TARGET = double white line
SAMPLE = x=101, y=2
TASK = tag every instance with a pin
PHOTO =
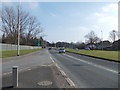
x=93, y=64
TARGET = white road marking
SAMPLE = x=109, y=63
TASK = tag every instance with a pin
x=93, y=64
x=70, y=82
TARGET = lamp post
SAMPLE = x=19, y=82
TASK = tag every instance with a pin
x=102, y=38
x=18, y=43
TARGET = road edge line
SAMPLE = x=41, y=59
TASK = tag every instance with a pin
x=68, y=80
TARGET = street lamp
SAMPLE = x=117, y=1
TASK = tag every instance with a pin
x=18, y=43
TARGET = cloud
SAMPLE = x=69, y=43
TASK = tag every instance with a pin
x=53, y=15
x=108, y=16
x=110, y=8
x=33, y=5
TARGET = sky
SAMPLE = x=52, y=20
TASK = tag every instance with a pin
x=71, y=21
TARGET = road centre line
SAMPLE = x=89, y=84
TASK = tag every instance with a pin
x=71, y=83
x=93, y=64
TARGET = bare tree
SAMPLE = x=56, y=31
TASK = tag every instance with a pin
x=92, y=38
x=113, y=35
x=12, y=18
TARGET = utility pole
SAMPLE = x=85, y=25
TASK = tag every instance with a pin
x=18, y=43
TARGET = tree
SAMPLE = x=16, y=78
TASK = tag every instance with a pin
x=92, y=37
x=28, y=25
x=113, y=35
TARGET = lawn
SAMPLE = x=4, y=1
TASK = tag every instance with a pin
x=5, y=54
x=112, y=55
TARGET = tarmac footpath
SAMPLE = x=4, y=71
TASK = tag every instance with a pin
x=41, y=77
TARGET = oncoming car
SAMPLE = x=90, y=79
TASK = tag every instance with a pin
x=61, y=50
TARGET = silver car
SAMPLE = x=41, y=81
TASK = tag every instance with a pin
x=61, y=50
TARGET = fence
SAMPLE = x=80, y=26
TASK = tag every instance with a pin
x=7, y=47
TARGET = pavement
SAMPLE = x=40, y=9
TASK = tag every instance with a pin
x=36, y=70
x=37, y=77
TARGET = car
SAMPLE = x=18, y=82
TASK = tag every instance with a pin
x=61, y=50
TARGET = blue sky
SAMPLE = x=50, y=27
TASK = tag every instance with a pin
x=71, y=21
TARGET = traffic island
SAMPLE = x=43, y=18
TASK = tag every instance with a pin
x=37, y=77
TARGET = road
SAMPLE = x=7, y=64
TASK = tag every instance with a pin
x=37, y=58
x=87, y=72
x=36, y=70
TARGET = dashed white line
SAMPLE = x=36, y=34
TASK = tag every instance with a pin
x=93, y=64
x=70, y=82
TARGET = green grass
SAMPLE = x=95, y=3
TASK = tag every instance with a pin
x=112, y=55
x=12, y=53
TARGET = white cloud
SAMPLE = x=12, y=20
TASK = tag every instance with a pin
x=53, y=15
x=33, y=5
x=110, y=7
x=108, y=16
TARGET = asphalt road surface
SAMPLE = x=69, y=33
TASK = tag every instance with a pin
x=87, y=72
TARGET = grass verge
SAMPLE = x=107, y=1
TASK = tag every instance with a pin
x=112, y=55
x=12, y=53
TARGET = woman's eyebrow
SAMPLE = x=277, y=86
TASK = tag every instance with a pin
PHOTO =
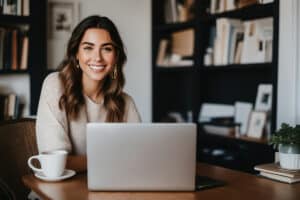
x=107, y=44
x=87, y=43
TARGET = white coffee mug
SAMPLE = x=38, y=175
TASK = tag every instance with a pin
x=53, y=163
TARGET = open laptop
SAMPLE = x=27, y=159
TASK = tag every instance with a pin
x=141, y=156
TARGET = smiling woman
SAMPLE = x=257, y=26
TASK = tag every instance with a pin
x=87, y=88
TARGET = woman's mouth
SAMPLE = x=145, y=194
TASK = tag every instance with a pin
x=97, y=67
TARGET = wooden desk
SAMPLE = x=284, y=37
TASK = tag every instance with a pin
x=239, y=186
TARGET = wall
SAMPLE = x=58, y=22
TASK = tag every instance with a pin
x=133, y=19
x=288, y=99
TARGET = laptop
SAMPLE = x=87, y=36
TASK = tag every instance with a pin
x=141, y=156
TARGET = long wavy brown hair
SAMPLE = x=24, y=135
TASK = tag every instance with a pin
x=72, y=99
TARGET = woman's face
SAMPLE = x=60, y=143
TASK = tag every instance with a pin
x=96, y=55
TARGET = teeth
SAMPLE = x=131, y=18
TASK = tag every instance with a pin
x=96, y=67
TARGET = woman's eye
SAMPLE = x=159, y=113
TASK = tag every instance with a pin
x=87, y=48
x=108, y=49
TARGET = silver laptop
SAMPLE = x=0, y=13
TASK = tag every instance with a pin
x=141, y=156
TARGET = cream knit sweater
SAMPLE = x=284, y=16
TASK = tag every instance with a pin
x=55, y=131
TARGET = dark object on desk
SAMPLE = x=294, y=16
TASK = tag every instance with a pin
x=204, y=182
x=17, y=144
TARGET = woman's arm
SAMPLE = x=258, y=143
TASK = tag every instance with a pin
x=77, y=163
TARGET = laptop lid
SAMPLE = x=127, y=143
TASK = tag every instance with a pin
x=141, y=156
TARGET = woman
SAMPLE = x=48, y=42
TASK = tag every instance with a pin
x=87, y=88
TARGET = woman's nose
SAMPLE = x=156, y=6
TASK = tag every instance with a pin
x=98, y=56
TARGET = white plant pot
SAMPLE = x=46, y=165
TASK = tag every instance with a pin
x=289, y=161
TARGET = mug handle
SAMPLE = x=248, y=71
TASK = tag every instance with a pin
x=33, y=167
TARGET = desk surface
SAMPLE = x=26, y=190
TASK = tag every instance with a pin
x=239, y=186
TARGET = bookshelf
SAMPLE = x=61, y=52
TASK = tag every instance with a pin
x=34, y=23
x=183, y=89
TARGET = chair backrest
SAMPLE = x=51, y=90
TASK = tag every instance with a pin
x=17, y=144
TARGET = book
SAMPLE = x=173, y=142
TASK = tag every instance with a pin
x=183, y=42
x=257, y=39
x=162, y=52
x=274, y=168
x=276, y=177
x=24, y=53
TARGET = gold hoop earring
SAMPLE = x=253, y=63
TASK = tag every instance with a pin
x=115, y=73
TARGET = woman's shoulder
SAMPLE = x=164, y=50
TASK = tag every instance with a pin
x=52, y=78
x=52, y=83
x=127, y=97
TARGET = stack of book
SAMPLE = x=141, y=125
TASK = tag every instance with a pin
x=275, y=172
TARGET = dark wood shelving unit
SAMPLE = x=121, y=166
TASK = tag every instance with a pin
x=13, y=19
x=255, y=11
x=37, y=52
x=183, y=89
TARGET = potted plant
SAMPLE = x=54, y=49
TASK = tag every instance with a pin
x=287, y=140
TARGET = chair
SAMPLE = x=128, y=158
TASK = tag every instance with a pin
x=17, y=144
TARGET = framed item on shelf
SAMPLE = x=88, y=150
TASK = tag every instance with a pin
x=256, y=124
x=264, y=97
x=62, y=17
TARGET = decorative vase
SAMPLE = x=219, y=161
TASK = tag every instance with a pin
x=289, y=156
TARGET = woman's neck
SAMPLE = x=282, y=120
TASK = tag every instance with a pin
x=92, y=89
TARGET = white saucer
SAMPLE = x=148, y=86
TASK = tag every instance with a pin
x=67, y=174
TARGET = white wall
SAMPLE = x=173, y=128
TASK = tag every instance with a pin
x=133, y=19
x=288, y=100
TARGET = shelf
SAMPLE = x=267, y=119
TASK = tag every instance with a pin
x=174, y=26
x=250, y=12
x=256, y=66
x=14, y=19
x=176, y=69
x=9, y=71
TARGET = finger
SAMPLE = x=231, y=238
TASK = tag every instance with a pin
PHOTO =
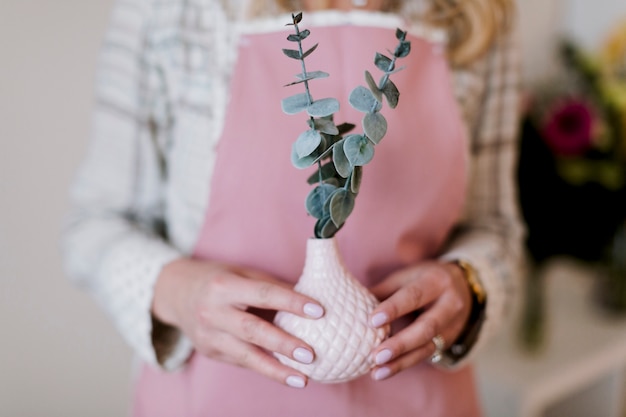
x=270, y=296
x=259, y=332
x=242, y=354
x=413, y=296
x=403, y=362
x=419, y=334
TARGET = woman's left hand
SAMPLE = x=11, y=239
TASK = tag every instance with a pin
x=439, y=291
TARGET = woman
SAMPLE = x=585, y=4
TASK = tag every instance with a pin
x=187, y=223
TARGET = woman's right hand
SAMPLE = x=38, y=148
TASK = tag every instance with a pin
x=210, y=303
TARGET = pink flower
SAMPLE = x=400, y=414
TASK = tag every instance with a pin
x=568, y=128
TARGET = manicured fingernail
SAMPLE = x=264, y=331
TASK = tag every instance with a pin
x=381, y=373
x=303, y=355
x=383, y=356
x=295, y=381
x=313, y=310
x=379, y=319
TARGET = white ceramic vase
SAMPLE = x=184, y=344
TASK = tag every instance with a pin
x=342, y=339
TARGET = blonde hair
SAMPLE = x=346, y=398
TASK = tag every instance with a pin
x=472, y=25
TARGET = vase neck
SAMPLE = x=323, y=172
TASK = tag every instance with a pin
x=322, y=255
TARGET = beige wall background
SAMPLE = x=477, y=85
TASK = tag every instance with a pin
x=59, y=356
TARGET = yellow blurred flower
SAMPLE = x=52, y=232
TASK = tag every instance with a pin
x=614, y=50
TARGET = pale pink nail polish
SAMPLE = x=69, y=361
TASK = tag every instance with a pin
x=313, y=310
x=295, y=381
x=381, y=373
x=303, y=355
x=383, y=356
x=379, y=319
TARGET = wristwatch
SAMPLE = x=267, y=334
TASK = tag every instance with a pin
x=468, y=336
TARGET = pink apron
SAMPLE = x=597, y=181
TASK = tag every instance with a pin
x=411, y=196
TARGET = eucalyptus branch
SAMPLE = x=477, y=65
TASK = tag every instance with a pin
x=338, y=180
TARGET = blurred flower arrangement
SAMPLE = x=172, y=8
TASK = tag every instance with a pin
x=572, y=173
x=572, y=170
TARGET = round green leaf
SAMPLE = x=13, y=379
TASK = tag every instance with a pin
x=316, y=200
x=378, y=94
x=326, y=126
x=301, y=163
x=342, y=165
x=307, y=142
x=391, y=94
x=341, y=205
x=374, y=126
x=383, y=62
x=325, y=228
x=359, y=150
x=362, y=99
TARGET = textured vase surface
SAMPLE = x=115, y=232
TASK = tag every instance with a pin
x=342, y=339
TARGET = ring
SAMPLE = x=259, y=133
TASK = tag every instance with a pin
x=440, y=344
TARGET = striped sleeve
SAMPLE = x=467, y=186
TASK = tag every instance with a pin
x=113, y=241
x=490, y=237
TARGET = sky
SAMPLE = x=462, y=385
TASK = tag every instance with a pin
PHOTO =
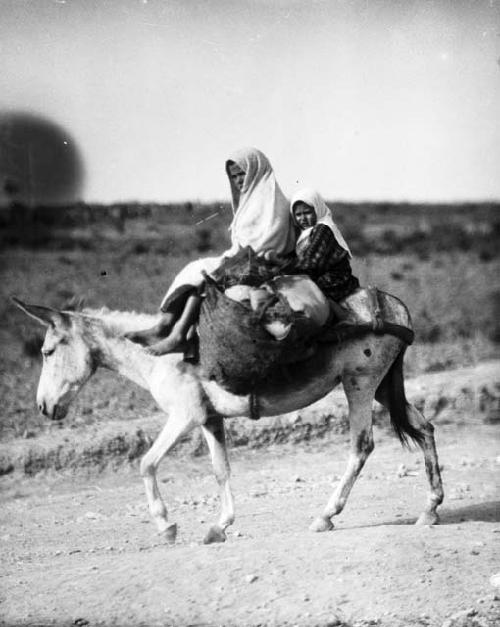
x=362, y=100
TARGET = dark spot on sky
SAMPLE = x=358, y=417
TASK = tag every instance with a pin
x=40, y=163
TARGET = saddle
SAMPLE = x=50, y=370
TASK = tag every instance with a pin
x=236, y=350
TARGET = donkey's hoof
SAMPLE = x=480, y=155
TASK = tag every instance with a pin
x=215, y=534
x=427, y=519
x=321, y=524
x=170, y=533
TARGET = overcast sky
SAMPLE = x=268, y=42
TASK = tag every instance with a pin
x=363, y=100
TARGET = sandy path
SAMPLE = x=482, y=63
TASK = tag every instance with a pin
x=85, y=548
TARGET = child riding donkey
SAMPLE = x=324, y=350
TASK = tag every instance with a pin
x=264, y=222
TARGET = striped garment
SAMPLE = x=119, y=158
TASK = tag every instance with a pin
x=327, y=263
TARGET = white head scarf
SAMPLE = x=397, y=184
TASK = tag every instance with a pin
x=323, y=216
x=261, y=216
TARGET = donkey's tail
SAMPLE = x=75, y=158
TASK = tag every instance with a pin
x=392, y=391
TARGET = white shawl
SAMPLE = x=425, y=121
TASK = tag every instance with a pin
x=261, y=217
x=323, y=216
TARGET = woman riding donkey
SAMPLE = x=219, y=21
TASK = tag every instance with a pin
x=261, y=220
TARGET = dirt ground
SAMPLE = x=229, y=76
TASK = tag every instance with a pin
x=82, y=550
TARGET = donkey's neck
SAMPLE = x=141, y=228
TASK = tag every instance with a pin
x=122, y=356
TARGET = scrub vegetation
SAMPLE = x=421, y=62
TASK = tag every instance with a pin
x=442, y=261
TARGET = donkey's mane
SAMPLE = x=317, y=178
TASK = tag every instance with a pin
x=119, y=322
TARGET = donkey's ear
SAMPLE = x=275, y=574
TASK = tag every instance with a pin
x=45, y=315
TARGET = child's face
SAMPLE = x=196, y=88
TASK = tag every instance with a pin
x=237, y=175
x=304, y=215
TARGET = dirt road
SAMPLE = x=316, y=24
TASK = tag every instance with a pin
x=84, y=552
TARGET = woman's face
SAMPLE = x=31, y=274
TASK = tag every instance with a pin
x=304, y=215
x=237, y=175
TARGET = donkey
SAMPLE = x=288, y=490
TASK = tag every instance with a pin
x=78, y=343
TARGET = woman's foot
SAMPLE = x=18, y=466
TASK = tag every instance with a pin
x=172, y=344
x=144, y=338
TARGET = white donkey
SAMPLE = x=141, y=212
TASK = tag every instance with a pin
x=76, y=344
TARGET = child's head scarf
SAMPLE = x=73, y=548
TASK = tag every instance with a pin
x=261, y=217
x=323, y=216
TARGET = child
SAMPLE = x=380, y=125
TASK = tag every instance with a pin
x=261, y=220
x=321, y=251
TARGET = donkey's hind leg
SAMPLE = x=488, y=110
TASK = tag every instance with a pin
x=177, y=426
x=360, y=392
x=428, y=445
x=213, y=430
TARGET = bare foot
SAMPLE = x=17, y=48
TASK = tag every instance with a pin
x=171, y=344
x=144, y=338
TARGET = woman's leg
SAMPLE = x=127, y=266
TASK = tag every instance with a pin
x=153, y=334
x=176, y=340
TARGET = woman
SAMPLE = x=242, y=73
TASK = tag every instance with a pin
x=261, y=220
x=321, y=251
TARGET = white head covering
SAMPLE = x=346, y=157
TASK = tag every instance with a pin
x=261, y=216
x=323, y=216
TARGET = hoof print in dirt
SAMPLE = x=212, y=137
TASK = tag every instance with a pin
x=321, y=524
x=170, y=533
x=215, y=534
x=427, y=520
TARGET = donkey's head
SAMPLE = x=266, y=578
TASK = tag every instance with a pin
x=68, y=361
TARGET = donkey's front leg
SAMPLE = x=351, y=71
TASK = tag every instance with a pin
x=178, y=425
x=360, y=393
x=213, y=430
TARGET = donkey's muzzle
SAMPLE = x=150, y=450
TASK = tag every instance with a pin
x=57, y=412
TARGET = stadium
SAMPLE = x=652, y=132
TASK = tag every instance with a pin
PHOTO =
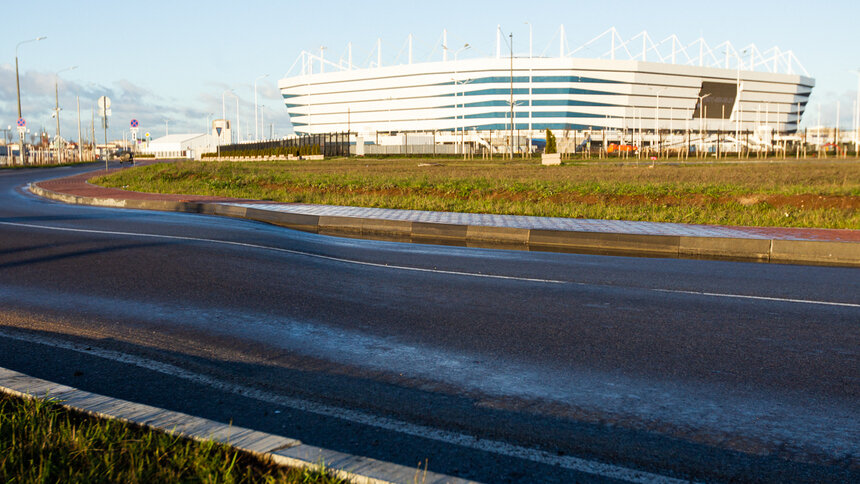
x=655, y=91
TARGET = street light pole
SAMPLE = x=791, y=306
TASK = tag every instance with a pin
x=256, y=133
x=701, y=121
x=456, y=81
x=57, y=107
x=511, y=36
x=224, y=112
x=18, y=89
x=531, y=108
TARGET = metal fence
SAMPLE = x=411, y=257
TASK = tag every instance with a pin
x=329, y=144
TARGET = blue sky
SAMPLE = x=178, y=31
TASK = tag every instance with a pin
x=160, y=60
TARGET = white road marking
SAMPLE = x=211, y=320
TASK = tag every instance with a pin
x=419, y=269
x=761, y=298
x=454, y=438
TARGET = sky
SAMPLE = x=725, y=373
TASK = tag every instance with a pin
x=168, y=64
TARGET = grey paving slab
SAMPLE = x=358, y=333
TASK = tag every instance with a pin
x=540, y=223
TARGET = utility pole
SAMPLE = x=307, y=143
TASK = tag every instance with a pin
x=21, y=149
x=80, y=140
x=57, y=108
x=511, y=35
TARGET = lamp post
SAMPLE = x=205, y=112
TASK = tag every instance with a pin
x=18, y=89
x=657, y=118
x=511, y=35
x=738, y=102
x=256, y=133
x=456, y=81
x=531, y=108
x=57, y=107
x=856, y=116
x=702, y=120
x=224, y=112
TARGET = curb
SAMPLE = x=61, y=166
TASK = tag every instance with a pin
x=808, y=252
x=281, y=450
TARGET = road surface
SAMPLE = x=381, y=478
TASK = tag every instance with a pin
x=498, y=366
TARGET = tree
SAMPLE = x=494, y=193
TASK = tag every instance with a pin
x=550, y=142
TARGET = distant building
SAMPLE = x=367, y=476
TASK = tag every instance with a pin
x=664, y=85
x=180, y=145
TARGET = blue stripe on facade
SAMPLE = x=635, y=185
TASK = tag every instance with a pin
x=545, y=114
x=535, y=126
x=507, y=79
x=537, y=90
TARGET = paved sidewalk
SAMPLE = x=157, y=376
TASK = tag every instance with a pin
x=77, y=185
x=610, y=237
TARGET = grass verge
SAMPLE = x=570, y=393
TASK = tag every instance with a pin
x=816, y=193
x=41, y=441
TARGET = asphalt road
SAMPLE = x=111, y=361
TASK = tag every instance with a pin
x=499, y=366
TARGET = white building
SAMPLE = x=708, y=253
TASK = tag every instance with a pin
x=181, y=145
x=719, y=89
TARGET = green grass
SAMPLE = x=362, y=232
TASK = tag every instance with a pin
x=817, y=193
x=41, y=442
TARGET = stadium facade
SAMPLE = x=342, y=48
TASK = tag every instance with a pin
x=744, y=91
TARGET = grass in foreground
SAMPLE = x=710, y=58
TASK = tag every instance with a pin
x=41, y=441
x=803, y=194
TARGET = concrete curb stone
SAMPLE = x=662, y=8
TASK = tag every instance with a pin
x=646, y=245
x=282, y=450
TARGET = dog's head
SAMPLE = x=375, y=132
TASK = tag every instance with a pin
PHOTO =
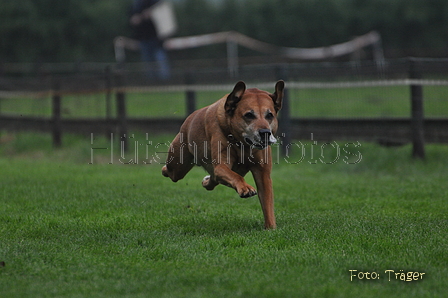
x=252, y=114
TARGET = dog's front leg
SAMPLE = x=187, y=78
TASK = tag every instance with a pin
x=262, y=177
x=224, y=175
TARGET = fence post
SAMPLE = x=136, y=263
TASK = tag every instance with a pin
x=190, y=95
x=56, y=115
x=285, y=114
x=417, y=121
x=121, y=111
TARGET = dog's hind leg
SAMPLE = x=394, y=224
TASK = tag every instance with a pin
x=179, y=161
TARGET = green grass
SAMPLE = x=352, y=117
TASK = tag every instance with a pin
x=343, y=102
x=73, y=229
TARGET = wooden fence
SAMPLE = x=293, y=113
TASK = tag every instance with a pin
x=388, y=131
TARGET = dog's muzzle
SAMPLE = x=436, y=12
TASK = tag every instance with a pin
x=264, y=139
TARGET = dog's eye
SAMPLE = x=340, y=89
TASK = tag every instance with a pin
x=269, y=116
x=249, y=115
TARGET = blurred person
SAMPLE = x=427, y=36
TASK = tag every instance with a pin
x=151, y=45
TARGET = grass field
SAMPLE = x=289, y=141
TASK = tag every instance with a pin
x=73, y=229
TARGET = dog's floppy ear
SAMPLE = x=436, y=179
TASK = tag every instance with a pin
x=277, y=97
x=234, y=97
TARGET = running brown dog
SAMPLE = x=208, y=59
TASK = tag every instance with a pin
x=228, y=139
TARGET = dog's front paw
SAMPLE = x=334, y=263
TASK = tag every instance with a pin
x=247, y=191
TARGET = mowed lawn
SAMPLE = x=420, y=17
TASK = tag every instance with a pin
x=73, y=229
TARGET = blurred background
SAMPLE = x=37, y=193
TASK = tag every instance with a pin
x=83, y=30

● Directions:
Check each line of the data for the word "silver", then state only how many lines hold it.

● Exercise solution:
2